## Work to be completed
Your answer should be every line below that includes the word "green".

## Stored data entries
↓

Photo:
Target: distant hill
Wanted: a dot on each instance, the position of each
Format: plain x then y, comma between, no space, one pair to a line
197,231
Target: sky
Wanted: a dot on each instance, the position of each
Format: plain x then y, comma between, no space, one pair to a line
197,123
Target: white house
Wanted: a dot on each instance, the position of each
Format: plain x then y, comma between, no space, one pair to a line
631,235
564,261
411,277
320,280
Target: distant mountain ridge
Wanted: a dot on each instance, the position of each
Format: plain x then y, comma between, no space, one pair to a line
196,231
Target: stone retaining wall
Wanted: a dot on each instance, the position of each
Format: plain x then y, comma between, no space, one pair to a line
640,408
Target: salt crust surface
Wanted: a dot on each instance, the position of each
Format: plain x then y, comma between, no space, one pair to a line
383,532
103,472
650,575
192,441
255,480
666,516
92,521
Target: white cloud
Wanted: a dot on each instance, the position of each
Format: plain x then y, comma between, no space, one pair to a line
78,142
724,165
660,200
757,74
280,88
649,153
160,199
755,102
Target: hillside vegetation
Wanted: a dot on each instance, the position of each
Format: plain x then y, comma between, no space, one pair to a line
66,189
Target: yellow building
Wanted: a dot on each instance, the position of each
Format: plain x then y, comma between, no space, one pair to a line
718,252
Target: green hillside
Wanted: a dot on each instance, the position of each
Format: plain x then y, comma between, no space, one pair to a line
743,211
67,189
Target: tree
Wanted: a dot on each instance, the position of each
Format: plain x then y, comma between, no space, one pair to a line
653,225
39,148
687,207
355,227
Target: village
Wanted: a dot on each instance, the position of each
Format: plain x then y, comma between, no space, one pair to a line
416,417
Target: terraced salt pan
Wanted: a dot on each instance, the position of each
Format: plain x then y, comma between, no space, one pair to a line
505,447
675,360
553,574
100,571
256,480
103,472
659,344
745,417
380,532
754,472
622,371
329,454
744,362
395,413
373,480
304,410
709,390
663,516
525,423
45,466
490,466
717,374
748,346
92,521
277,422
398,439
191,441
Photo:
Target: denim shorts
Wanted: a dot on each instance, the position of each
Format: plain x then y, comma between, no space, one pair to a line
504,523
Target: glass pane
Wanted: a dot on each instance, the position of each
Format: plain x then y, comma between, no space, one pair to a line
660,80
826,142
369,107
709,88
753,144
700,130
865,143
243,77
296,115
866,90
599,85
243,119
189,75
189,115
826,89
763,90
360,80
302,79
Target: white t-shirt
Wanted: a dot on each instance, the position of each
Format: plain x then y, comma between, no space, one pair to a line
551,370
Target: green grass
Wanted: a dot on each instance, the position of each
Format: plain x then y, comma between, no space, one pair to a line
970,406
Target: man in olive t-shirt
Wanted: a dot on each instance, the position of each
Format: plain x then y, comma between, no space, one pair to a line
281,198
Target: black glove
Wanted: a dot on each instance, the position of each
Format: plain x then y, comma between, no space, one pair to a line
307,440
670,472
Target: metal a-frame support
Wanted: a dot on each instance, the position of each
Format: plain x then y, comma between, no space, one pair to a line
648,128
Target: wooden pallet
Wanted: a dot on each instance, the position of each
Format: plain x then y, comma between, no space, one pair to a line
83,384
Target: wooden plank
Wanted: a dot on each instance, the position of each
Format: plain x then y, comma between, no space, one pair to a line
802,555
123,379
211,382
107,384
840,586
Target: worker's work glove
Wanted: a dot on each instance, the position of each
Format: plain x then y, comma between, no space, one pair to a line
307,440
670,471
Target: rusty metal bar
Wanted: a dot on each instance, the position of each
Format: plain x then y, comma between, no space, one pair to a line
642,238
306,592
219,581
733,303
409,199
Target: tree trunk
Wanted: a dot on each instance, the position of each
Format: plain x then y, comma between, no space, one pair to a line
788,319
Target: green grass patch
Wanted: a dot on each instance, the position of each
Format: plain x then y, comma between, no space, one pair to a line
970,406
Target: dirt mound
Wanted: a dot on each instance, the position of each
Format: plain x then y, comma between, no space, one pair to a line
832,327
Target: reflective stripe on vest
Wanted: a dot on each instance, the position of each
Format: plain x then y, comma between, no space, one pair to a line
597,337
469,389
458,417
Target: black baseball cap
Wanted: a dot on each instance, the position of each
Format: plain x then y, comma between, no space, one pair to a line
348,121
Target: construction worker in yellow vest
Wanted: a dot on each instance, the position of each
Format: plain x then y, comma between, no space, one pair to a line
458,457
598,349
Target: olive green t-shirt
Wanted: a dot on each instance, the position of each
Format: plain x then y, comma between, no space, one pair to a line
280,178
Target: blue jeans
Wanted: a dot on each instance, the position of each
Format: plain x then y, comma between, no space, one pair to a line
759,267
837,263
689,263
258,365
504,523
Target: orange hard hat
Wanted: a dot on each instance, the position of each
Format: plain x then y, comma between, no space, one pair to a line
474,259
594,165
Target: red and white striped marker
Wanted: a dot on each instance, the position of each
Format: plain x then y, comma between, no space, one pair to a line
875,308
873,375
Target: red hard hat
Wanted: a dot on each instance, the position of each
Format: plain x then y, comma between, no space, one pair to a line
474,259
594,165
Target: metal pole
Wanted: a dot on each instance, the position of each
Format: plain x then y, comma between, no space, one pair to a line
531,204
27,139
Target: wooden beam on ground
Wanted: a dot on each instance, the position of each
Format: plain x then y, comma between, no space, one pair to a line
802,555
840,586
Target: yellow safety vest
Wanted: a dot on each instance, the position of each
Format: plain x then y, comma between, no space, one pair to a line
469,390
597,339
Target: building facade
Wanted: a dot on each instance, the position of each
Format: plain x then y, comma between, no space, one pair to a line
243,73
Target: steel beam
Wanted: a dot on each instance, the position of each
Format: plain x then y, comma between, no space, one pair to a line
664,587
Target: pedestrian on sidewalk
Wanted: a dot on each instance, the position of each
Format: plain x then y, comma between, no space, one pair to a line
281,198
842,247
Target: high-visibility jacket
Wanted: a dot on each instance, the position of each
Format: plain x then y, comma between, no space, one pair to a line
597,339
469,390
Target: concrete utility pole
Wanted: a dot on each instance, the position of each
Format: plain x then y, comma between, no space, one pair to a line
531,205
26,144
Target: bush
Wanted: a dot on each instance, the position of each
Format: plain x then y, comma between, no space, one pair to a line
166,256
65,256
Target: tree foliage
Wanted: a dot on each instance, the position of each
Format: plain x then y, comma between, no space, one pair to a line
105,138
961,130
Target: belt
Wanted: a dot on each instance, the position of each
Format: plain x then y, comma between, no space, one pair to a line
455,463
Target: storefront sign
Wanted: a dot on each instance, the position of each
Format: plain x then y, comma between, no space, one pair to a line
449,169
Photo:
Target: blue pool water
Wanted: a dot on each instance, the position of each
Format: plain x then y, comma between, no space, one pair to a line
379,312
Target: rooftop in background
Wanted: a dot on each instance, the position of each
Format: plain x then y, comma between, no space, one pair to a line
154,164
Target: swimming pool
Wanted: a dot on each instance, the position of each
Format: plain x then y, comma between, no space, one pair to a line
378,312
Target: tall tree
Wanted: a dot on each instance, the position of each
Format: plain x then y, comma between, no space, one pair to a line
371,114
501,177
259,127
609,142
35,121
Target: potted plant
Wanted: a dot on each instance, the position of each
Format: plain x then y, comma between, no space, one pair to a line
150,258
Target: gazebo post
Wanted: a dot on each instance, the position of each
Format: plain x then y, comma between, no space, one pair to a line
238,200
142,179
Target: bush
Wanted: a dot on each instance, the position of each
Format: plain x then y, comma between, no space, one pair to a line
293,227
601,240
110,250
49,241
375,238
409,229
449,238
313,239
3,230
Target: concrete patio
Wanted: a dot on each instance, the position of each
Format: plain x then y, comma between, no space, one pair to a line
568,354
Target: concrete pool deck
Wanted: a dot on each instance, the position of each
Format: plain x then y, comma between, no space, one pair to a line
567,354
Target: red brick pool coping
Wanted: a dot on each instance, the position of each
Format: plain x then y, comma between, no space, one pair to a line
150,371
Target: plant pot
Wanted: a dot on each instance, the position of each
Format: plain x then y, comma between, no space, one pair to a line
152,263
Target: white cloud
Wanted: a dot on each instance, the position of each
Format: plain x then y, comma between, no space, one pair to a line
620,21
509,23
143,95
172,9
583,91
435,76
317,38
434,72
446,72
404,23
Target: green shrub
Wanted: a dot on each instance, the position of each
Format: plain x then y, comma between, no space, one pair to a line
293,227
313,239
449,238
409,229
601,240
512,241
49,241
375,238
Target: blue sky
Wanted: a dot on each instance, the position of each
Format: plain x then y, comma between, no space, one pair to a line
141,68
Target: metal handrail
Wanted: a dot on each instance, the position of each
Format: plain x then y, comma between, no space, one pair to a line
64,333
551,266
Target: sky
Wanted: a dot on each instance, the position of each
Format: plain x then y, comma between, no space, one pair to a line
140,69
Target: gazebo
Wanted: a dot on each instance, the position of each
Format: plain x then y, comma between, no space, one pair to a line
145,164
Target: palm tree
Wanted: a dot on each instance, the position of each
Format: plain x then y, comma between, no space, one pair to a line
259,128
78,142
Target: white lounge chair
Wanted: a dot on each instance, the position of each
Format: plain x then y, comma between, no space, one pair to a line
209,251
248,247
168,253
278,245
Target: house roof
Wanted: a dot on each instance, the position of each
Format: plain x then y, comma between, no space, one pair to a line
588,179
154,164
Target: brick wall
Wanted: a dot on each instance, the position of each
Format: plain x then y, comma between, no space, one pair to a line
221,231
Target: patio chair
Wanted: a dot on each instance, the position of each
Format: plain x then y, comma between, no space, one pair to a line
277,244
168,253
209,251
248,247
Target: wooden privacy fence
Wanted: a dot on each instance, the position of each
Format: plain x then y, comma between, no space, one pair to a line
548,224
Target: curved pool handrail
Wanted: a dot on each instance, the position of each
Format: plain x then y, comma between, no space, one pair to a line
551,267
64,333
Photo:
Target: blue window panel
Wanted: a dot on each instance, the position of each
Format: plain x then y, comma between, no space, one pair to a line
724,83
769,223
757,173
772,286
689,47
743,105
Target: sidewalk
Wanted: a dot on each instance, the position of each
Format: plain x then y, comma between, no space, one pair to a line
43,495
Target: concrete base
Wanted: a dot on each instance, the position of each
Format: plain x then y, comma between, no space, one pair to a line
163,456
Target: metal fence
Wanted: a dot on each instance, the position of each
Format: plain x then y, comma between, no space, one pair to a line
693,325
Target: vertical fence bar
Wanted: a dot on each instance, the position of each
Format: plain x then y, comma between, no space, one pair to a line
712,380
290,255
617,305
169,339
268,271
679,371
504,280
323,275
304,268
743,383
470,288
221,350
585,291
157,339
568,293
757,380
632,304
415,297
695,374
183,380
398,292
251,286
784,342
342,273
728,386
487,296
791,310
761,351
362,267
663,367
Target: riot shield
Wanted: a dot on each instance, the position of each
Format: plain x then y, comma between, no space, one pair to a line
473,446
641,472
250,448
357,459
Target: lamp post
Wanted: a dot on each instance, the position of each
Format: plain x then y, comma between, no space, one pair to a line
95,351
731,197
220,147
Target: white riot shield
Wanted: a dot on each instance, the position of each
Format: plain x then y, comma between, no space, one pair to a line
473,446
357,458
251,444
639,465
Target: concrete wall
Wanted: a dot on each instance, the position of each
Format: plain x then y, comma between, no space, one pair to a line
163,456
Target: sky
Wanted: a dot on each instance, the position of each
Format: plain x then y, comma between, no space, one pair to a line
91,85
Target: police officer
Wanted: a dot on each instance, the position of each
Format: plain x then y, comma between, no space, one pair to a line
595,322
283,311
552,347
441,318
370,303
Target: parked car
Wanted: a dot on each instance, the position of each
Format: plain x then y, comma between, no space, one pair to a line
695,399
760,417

↑

## The answer
Target: green hillside
Target: green grass
Target: green grass patch
Target: olive green t-shirt
Target: green shrub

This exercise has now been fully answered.